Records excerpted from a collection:
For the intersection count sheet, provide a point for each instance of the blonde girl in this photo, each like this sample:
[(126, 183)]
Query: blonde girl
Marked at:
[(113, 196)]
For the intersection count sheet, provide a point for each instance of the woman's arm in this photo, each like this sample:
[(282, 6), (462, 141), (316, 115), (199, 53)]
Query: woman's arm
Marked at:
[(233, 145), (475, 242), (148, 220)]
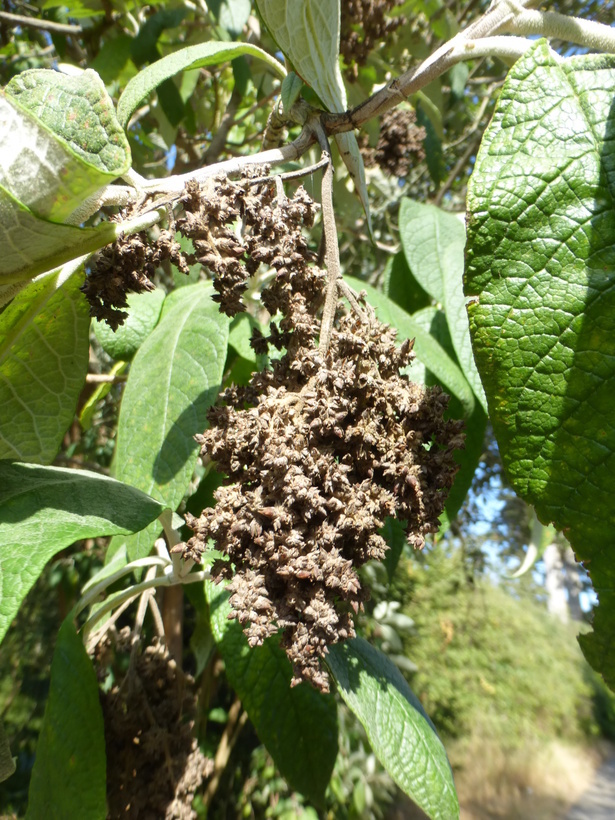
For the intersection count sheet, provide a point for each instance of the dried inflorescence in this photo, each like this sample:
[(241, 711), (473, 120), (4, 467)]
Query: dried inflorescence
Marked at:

_Assignment_. Where a line above holds the string "like", show that line.

_Answer to this task_.
For the intersection count sheet, provide a point for each instance of the blonde girl in this photo, each like this sample:
For the intersection count sheet, provide a point for each instance of the woman's arm in this photo, each like this sample:
For the intersection count sheet, provide a point for each instance of the dried inflorescence in this photo, each like this sample:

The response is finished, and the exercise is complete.